▶ **WRITTEN TASK A**
According to the book description, under what license is an electronic edition of the book freely available?

Paul Henley discusses films made within reportage, exotic melodrama and travelogue genres in the period before the Second World War, as well as more conventionally ethnographic films made for academic or state-funded educational purposes. The book explores the work of film-makers such as John Marshall, Asen Balikci, Ian Dunlop and Timothy Asch in the post-war period, considering ideas about authorship developed by Jean Rouch, Robert Gardner and Colin Young. It also discusses films authored by indigenous subjects themselves using the new video technology of the 1970s and the ethnographic films that flourished on British television until the 1990s. In the final part of the book, Henley examines the recent work of David and Judith MacDougall and the Harvard Sensory Ethnography Lab, before concluding with an assessmentof a range of films authored in a participatory manner as possible future models.

An electronic edition of this book is freely available under a Creative Commons (CC BY-NC-ND) licence.

▶ **WRITTEN TASK B**
Gather every line of the rows below that contains the string "front", matching case exactly.

[Point-labeling dataset excerpts]
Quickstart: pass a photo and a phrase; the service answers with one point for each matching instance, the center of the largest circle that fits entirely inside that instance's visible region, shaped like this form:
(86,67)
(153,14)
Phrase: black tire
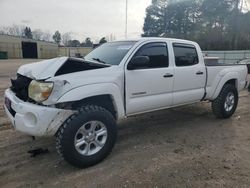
(65,138)
(218,105)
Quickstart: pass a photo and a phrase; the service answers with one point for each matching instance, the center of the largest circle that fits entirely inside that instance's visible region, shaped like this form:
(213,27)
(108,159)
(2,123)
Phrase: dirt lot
(181,147)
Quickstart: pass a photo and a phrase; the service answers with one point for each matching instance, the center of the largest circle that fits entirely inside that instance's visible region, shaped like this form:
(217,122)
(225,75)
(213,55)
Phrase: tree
(103,40)
(214,24)
(87,43)
(37,34)
(74,43)
(28,33)
(57,37)
(66,37)
(46,36)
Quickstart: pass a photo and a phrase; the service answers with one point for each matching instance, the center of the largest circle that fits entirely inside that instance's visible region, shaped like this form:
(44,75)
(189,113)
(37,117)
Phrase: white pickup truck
(80,100)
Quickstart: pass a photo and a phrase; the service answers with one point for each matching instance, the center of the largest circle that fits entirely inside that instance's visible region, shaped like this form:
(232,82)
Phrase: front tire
(87,137)
(226,103)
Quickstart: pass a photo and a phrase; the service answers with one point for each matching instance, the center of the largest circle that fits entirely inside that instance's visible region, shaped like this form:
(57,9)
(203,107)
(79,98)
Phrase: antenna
(126,21)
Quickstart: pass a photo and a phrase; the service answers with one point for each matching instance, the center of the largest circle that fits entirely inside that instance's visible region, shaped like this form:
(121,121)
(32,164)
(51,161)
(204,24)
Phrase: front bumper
(34,119)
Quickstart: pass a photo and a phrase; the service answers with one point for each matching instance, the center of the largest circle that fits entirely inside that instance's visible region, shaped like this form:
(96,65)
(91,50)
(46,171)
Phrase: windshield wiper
(99,60)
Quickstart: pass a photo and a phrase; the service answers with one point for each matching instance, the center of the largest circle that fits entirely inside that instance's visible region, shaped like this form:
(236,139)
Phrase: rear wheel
(87,137)
(226,103)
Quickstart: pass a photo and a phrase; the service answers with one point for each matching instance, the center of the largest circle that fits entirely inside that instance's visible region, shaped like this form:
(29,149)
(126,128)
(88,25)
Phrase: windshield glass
(110,53)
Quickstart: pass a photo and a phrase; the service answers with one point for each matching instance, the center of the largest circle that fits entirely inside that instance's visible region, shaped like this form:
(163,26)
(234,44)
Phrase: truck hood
(46,69)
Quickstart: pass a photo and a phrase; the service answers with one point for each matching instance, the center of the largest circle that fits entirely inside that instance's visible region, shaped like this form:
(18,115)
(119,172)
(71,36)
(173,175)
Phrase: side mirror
(138,62)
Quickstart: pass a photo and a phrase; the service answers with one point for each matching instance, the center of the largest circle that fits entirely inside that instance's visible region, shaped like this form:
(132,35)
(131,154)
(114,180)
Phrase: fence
(228,56)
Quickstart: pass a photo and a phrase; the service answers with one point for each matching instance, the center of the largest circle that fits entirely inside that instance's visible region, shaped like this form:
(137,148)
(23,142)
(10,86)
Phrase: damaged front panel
(76,65)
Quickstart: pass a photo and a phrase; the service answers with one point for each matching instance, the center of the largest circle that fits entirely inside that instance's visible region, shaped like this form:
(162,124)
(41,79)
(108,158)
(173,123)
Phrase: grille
(20,86)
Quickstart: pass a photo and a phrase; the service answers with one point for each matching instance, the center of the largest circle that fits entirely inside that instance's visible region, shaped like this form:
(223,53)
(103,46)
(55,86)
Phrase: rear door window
(185,55)
(157,53)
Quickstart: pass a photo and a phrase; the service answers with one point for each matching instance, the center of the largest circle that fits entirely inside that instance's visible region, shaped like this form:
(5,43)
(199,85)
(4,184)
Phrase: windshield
(110,53)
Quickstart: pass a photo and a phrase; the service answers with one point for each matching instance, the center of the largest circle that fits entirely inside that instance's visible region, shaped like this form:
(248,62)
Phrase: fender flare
(224,80)
(93,90)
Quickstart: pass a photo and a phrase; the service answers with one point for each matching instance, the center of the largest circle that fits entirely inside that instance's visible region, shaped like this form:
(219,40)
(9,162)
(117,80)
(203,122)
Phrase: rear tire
(87,137)
(226,103)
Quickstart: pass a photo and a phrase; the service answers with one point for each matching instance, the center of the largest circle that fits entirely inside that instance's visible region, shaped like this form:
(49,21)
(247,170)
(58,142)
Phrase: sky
(83,18)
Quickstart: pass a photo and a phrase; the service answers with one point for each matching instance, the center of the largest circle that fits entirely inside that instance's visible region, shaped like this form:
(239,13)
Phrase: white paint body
(157,92)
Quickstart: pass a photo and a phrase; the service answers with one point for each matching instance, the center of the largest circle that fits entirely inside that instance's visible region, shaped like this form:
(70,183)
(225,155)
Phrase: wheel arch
(230,78)
(106,95)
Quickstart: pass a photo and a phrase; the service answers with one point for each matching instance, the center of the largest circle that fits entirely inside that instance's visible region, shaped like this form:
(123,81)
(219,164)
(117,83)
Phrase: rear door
(150,88)
(190,74)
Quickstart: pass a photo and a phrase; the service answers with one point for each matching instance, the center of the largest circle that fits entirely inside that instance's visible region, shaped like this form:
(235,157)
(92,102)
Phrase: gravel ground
(180,147)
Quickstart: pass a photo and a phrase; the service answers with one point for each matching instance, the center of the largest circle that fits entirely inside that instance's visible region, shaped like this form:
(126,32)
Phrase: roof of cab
(143,39)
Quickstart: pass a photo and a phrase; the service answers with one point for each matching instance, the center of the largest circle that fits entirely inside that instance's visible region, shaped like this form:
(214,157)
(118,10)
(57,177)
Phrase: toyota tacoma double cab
(80,100)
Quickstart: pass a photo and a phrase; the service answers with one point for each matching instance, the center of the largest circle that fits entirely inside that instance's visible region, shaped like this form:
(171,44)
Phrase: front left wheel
(87,137)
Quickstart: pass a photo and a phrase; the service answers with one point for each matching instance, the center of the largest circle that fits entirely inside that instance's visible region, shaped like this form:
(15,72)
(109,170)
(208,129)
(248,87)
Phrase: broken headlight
(40,91)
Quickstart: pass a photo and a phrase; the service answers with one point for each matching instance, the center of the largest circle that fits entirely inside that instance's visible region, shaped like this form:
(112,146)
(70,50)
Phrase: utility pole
(126,21)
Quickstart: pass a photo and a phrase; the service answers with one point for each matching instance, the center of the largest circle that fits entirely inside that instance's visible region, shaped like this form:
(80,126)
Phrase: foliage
(57,37)
(28,33)
(103,40)
(87,43)
(74,43)
(214,24)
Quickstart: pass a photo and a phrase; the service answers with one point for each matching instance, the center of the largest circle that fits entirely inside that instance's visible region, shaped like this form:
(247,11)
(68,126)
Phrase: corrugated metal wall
(45,50)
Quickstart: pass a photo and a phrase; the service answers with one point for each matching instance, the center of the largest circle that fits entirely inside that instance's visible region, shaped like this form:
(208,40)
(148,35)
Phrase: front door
(149,88)
(190,75)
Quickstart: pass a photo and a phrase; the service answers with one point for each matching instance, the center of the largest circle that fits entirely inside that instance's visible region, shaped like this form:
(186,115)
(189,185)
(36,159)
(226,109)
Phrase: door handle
(199,73)
(168,75)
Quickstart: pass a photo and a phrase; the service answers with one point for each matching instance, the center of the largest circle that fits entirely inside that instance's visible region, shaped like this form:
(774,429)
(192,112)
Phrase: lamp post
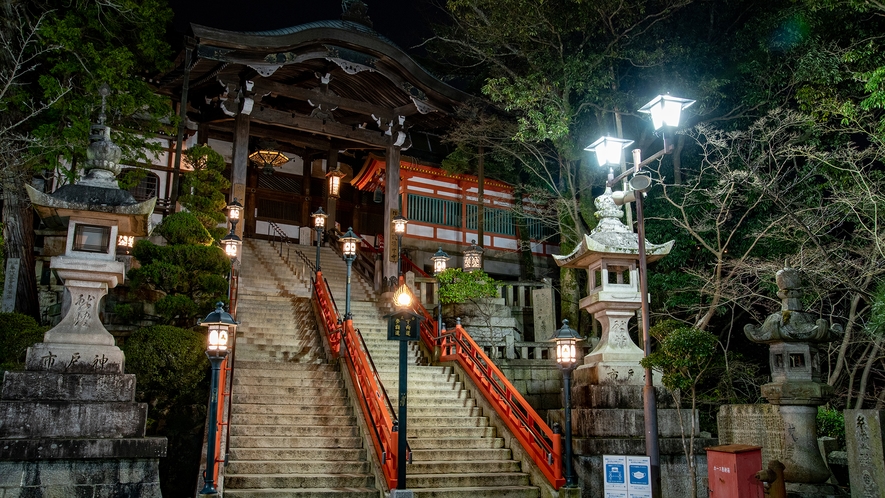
(566,340)
(473,257)
(399,228)
(403,326)
(349,243)
(319,221)
(221,327)
(665,111)
(440,259)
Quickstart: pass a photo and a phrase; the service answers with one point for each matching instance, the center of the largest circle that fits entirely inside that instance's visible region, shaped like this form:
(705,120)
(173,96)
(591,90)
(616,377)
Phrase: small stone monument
(69,425)
(787,429)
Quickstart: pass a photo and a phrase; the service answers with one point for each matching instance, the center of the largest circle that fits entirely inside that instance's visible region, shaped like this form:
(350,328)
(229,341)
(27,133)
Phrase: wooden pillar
(391,208)
(331,202)
(239,169)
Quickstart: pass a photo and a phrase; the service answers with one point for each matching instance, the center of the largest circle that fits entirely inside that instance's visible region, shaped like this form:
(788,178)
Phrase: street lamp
(566,340)
(665,111)
(349,242)
(473,257)
(221,327)
(399,228)
(319,221)
(234,210)
(403,326)
(440,259)
(335,177)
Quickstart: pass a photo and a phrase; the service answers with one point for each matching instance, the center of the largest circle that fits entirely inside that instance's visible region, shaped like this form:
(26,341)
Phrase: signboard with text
(626,476)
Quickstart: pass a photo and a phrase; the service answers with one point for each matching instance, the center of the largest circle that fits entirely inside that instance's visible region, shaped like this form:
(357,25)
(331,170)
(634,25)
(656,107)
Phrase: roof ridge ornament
(355,11)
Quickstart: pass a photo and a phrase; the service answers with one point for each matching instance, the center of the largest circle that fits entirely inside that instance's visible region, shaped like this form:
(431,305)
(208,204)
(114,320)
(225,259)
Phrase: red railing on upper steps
(539,441)
(374,403)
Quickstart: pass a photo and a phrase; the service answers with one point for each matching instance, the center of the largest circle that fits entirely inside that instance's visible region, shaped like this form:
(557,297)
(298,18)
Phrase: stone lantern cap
(610,239)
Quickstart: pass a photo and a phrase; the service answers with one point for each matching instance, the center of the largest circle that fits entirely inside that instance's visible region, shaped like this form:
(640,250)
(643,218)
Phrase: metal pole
(209,473)
(319,240)
(569,475)
(403,405)
(399,255)
(650,410)
(347,315)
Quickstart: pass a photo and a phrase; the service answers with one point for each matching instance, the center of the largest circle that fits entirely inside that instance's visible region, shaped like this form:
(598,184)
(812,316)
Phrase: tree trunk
(18,232)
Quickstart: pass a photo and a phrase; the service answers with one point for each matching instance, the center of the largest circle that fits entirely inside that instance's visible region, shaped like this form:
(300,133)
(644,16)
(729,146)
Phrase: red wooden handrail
(364,378)
(541,444)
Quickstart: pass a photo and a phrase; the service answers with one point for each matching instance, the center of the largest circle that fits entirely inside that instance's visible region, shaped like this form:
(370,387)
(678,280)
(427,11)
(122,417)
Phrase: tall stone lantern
(610,254)
(69,424)
(796,386)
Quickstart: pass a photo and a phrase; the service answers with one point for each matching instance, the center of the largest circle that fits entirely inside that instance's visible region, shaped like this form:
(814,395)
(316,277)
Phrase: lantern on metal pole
(666,112)
(473,257)
(566,340)
(221,327)
(349,243)
(404,326)
(440,260)
(319,221)
(399,228)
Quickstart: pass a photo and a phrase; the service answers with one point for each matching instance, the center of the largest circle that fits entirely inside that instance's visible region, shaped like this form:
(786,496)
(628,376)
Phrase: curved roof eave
(338,31)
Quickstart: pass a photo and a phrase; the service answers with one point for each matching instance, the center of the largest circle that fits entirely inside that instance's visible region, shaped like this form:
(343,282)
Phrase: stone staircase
(293,431)
(456,453)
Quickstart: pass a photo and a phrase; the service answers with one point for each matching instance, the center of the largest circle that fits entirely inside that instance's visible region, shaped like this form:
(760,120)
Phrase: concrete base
(134,478)
(801,490)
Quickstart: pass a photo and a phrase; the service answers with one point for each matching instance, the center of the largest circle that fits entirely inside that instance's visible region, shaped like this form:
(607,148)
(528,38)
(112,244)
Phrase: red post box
(732,468)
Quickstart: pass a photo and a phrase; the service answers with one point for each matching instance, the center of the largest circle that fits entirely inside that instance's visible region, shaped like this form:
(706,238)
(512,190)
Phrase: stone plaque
(864,437)
(543,312)
(10,285)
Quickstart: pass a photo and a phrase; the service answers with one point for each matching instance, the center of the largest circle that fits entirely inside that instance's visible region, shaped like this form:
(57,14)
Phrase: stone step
(253,481)
(455,443)
(297,467)
(291,420)
(417,481)
(306,493)
(477,492)
(459,467)
(293,430)
(295,442)
(300,454)
(296,410)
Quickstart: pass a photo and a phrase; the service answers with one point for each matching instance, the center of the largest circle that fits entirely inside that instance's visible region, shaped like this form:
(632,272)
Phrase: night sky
(406,22)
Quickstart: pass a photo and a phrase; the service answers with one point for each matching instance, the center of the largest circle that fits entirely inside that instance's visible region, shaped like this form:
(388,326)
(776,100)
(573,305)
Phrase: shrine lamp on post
(403,326)
(349,243)
(440,260)
(234,212)
(566,340)
(319,221)
(335,177)
(666,112)
(221,327)
(399,228)
(473,257)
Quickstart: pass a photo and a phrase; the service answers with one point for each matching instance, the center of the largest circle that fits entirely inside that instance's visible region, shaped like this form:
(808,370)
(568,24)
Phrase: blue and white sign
(638,477)
(615,479)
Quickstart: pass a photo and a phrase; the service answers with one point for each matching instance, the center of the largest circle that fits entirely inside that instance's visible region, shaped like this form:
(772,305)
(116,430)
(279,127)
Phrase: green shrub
(831,423)
(17,333)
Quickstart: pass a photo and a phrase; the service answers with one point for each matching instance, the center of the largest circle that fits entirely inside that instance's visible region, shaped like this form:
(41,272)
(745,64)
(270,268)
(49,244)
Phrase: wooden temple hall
(290,108)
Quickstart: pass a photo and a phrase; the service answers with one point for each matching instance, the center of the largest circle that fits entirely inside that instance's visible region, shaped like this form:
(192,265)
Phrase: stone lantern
(796,388)
(71,417)
(610,254)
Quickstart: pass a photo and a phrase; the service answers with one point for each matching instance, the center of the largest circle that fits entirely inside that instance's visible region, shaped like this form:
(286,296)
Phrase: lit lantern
(439,261)
(608,150)
(666,110)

▶ **TASK SOLUTION A**
A Creative Commons (CC BY-NC-ND) license.

▶ **TASK SOLUTION B**
Phrase: front tire
Phrase: front bumper
Phrase: damaged front panel
Phrase: front left wheel
Phrase: front door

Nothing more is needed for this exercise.